Learn More About Tova Friedman

“I speak as a witness for the 1.5 million children who were murdered. I don’t want them to be forgotten. ‘Remember us.’ Those were their last words. ‘Remember us.’ And that’s what I’m trying to do.”

               – Tova Friedman, New York Times Bestselling Author of “The Daughter of Auschwitz”

In the digital age, we have access to more information than ever before – but somehow, knowledge of the horrors of the Holocaust is slowly eroding.

Shockingly, a 2020 survey measuring Holocaust awareness in the U.S. found that roughly two-thirds of those surveyed didn’t know how many Jewish people had died. Even among younger people, education on the topic is lacking – 48% of the 18-to-40-year-olds surveyed could not name one concentration camp or ghetto. How can we ensure these memories are passed on before they are lost to history?

Tova Friedman, clinical therapist and social worker with the Jewish Family Center of Somerset, Hunterdon and Warren Counties in New Jersey, is one of the youngest living survivors of the Holocaust. An evocative and poignant speaker, she shares her vivid tale of resilience to speak out against intolerance in a time of rising anti-Semitism. Just five years old when she was taken to Auschwitz, and one of only five of the hundreds of Jewish children from her hometown to survive the war, she credits her miraculous survival to a lot of luck and her mother’s commitment to a relentless honesty about what was happening to them.

A captivating and powerful storyteller, one of Friedman’s central messages is that prejudice coupled with violence destroy both the victim and the victor. She immortalizes what she saw and learned as a child in a concentration camp in her instant New York Times bestseller, “The Daughter of Auschwitz: My Story of Resilience, Survival and Hope” (Hanover, September 2022), co-written by Malcolm Brabant, an award-winning PBS Newshour special correspondent and former BBC war reporter. With a foreword by Sir Ben Kingsley, it has received stellar reviews, with author Jeremy Bowen calling it a “deeply moving story.”

Unique in a sea of other Holocaust memoirs, Friedman retains her child’s eye to relate the small moments of kindness, anywhere they existed, among those who tried in their own little ways to resist or to remind each other of shared humanity. Now a trained therapist with her master’s in social work, gerontology and counseling, Friedman uses the teachings of famed psychologist and fellow Holocaust survivor Viktor Frankl to communicate how one can find spiritual meaning by helping others. It also helps us recognize our own inner strength.

“Humanity often faces extraordinarily difficult challenges that seem to be never-ending. But I believe we are all born with natural resilience,” she encourages. “The ability to overcome is within each and every one of us.”

SOURCE MATERIAL:
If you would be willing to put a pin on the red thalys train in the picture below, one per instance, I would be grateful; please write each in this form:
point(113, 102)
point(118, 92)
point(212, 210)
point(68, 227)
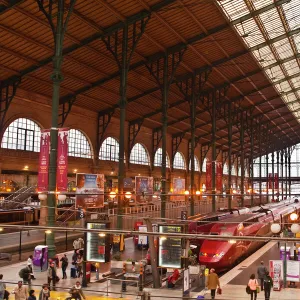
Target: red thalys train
point(221, 255)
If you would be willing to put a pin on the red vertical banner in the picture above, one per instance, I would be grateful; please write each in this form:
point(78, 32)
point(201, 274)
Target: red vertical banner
point(62, 160)
point(219, 175)
point(270, 180)
point(44, 161)
point(208, 174)
point(276, 181)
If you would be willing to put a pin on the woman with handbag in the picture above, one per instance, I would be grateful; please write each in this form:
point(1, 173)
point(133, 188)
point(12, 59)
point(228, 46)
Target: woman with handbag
point(254, 286)
point(212, 283)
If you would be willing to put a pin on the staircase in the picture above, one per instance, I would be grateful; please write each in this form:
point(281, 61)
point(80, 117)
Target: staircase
point(18, 199)
point(68, 214)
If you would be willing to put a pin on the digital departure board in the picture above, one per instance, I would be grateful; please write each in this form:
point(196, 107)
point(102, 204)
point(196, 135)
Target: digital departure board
point(169, 249)
point(95, 244)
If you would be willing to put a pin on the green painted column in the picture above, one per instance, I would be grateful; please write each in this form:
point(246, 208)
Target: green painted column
point(122, 106)
point(56, 78)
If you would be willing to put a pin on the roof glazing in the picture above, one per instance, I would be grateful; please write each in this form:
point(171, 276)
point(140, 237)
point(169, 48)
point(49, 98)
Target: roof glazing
point(280, 57)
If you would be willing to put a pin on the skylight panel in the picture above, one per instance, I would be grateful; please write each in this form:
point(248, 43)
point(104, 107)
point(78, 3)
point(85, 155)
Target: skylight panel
point(272, 23)
point(250, 33)
point(292, 67)
point(234, 8)
point(292, 13)
point(261, 3)
point(283, 49)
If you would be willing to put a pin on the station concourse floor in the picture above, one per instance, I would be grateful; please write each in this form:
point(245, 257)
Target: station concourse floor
point(233, 283)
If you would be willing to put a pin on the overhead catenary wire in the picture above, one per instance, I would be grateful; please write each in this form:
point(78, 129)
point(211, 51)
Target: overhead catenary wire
point(157, 234)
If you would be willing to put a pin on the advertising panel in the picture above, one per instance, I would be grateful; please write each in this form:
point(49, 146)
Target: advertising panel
point(62, 160)
point(219, 175)
point(95, 243)
point(208, 174)
point(276, 272)
point(169, 249)
point(44, 161)
point(89, 190)
point(178, 189)
point(143, 188)
point(276, 181)
point(293, 271)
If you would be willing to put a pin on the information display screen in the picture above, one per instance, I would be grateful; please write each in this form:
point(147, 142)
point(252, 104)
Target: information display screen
point(95, 244)
point(169, 249)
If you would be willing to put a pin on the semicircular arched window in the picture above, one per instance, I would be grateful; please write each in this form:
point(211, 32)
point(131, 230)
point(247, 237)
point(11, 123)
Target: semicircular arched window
point(204, 165)
point(79, 145)
point(179, 162)
point(22, 134)
point(139, 155)
point(196, 163)
point(109, 150)
point(158, 159)
point(225, 169)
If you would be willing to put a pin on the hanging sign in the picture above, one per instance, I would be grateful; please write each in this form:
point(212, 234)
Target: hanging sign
point(219, 174)
point(62, 160)
point(208, 174)
point(44, 161)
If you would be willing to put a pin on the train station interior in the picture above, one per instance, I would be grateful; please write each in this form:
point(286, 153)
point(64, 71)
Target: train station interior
point(148, 147)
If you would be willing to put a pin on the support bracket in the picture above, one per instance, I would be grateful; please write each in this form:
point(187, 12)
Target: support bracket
point(176, 141)
point(66, 108)
point(7, 93)
point(133, 130)
point(104, 119)
point(114, 41)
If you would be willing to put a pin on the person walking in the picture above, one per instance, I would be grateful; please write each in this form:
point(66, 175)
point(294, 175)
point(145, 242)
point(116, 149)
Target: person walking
point(76, 292)
point(44, 293)
point(51, 273)
point(261, 273)
point(64, 264)
point(31, 295)
point(76, 245)
point(79, 264)
point(30, 265)
point(212, 283)
point(253, 284)
point(20, 291)
point(268, 284)
point(2, 287)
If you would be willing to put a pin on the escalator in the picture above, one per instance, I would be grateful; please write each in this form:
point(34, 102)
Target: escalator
point(18, 199)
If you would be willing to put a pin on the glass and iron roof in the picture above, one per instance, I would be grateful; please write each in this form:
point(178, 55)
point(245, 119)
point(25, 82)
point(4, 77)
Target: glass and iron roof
point(279, 28)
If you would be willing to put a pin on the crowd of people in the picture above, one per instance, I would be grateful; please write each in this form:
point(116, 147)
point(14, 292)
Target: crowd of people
point(265, 283)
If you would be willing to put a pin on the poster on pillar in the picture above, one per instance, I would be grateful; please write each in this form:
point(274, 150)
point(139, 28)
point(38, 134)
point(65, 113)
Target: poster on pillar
point(270, 180)
point(143, 188)
point(62, 160)
point(219, 175)
point(276, 181)
point(208, 174)
point(89, 190)
point(44, 161)
point(178, 189)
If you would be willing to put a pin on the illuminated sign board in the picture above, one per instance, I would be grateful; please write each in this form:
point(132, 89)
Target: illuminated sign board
point(169, 249)
point(95, 244)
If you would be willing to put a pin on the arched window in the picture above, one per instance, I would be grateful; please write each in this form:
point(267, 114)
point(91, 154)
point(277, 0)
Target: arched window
point(233, 171)
point(79, 145)
point(204, 165)
point(179, 162)
point(158, 159)
point(22, 134)
point(139, 155)
point(225, 169)
point(109, 150)
point(196, 162)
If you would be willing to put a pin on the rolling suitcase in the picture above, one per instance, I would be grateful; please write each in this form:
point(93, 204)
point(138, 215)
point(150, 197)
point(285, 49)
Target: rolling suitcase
point(73, 273)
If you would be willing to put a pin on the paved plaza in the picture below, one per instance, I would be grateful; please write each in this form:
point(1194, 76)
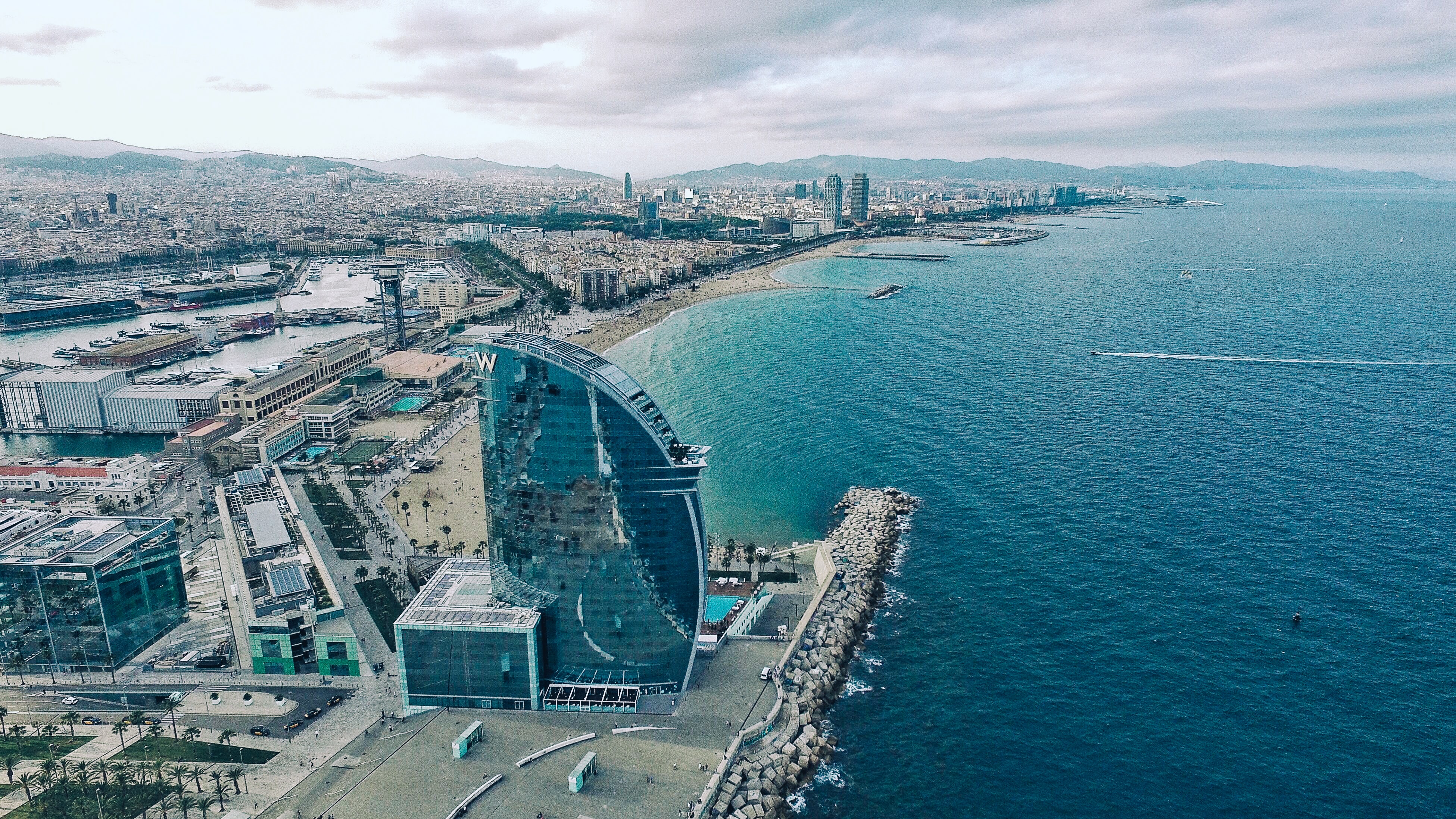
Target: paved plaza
point(410, 772)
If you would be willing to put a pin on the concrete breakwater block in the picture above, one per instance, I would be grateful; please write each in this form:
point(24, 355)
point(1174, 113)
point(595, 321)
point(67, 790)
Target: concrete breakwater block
point(814, 674)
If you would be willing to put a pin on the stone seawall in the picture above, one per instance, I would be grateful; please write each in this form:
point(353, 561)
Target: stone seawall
point(779, 754)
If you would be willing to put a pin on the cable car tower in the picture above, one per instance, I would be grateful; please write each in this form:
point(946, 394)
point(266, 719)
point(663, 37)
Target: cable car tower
point(391, 276)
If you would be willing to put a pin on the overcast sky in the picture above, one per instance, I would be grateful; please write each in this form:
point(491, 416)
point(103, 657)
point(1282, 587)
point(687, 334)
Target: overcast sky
point(667, 87)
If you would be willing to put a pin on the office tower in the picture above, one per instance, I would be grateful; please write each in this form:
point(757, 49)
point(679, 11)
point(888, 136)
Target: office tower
point(593, 516)
point(860, 199)
point(833, 199)
point(89, 592)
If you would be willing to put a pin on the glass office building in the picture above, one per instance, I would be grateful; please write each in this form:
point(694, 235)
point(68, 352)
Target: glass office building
point(459, 646)
point(89, 592)
point(595, 518)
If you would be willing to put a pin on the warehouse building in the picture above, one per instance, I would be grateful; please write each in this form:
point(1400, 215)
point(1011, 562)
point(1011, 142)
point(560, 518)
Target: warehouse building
point(161, 409)
point(142, 352)
point(56, 400)
point(421, 374)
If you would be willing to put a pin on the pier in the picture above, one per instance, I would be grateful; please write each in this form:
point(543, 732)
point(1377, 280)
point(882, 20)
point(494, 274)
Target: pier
point(903, 257)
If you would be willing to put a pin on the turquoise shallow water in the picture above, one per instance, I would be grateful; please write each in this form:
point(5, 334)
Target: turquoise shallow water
point(1092, 614)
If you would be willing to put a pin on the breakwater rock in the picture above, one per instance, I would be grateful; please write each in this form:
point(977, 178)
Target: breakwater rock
point(779, 754)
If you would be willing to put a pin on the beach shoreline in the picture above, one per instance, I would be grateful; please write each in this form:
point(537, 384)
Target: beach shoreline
point(611, 333)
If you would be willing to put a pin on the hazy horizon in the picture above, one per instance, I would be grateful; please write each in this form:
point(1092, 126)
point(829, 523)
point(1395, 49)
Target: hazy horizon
point(656, 90)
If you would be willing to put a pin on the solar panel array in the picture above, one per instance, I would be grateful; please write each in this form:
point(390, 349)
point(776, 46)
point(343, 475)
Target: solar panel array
point(287, 580)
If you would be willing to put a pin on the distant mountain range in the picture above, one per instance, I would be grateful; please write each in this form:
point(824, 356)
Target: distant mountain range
point(426, 165)
point(107, 156)
point(66, 146)
point(1212, 174)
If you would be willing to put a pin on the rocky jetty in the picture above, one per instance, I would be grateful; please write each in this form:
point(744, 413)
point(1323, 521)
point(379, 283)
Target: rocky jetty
point(781, 753)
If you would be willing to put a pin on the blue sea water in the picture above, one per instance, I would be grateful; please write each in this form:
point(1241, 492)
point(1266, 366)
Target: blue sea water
point(1092, 614)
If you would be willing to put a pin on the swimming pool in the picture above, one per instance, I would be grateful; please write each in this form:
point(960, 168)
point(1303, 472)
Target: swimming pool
point(718, 607)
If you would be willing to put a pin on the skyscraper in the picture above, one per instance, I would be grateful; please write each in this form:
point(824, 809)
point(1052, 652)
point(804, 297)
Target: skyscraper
point(833, 199)
point(593, 516)
point(860, 199)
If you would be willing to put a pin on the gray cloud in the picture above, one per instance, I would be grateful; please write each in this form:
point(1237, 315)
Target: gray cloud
point(47, 40)
point(1321, 76)
point(236, 87)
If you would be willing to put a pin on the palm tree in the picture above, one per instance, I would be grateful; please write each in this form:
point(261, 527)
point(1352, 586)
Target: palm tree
point(100, 766)
point(226, 738)
point(196, 772)
point(177, 773)
point(171, 710)
point(29, 780)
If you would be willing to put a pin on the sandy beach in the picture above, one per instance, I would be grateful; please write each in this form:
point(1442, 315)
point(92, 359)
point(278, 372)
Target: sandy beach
point(612, 331)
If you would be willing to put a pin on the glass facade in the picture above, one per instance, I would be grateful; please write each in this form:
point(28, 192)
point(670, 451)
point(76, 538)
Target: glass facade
point(595, 518)
point(92, 598)
point(456, 667)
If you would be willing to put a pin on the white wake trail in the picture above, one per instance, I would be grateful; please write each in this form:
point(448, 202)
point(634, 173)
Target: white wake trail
point(1187, 358)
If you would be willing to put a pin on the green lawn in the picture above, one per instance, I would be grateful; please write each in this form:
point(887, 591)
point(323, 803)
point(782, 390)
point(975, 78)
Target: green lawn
point(35, 748)
point(382, 605)
point(183, 751)
point(71, 801)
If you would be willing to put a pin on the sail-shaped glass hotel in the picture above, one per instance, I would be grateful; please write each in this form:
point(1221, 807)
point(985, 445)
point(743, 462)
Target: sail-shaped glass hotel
point(595, 519)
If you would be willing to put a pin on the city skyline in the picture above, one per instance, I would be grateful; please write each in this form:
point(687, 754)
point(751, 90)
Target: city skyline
point(1123, 84)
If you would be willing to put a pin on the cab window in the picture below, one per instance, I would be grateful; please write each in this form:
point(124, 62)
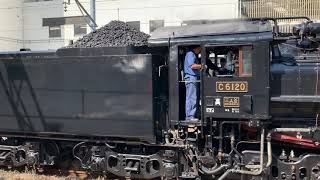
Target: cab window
point(229, 61)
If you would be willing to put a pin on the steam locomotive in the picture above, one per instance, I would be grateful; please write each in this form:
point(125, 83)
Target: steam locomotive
point(121, 109)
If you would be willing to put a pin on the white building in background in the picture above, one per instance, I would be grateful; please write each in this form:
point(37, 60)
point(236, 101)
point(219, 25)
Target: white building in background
point(51, 24)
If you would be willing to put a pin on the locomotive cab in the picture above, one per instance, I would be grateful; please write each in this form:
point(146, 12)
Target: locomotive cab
point(242, 91)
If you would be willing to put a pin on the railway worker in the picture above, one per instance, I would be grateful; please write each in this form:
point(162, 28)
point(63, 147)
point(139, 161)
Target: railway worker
point(191, 75)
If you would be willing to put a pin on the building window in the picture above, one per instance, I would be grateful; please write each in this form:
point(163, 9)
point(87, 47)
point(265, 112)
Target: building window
point(80, 29)
point(134, 24)
point(54, 31)
point(154, 24)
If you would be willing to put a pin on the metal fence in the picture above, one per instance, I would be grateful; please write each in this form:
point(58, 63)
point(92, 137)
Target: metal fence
point(281, 8)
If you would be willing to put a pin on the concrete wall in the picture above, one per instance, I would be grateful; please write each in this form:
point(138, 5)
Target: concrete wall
point(11, 24)
point(27, 28)
point(36, 36)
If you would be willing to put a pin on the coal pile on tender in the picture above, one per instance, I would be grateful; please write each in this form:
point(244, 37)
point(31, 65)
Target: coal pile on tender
point(114, 34)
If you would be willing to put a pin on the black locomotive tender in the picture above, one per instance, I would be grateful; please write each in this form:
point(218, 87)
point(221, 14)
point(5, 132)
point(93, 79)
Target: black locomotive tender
point(121, 110)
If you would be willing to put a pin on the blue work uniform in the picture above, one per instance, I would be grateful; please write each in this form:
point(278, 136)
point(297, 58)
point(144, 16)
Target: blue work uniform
point(192, 87)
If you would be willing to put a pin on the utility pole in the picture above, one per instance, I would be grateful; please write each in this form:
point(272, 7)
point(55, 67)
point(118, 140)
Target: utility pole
point(93, 12)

TASK REQUIREMENTS:
Extend the Tova Friedman profile past its final paragraph with further prose in the same style. The material has no connection to the page about Tova Friedman.

RESPONSE TO THIS TASK:
Securing the Future by Honoring the Past

Remembering is important to Friedman, and she feels her legacy must speak for those who cannot. In her talks, she pays close attention to every audience, creating an experience unlike any other. Urging listeners to explore their own heritages, she invites them to reignite ties with family and community – a message that has continued to resonate on social media. Now in her eighties, Friedman has embraced digital platforms to pass on the cultural memory to over 500,000 TikTok followers who have liked her videos more than nine million times. Gifted with an astonishing power of recall, she relates the harsh lessons she learned before most of us had even started school to call attention to the early warning signs of genocide that are happening today.

Her unforgettable story is one of unspeakable suffering and loss, but also of inspiration, uniting audiences across generations with gripping examples of extraordinary courage, endurance and hope. An unparalleled speaker who bravely answers any question from curious audiences of all ages, her emotional first-hand account of growing up as both a survivor and a child of a survivor ensures that the voices of those lost to the Holocaust will echo on for decades to come.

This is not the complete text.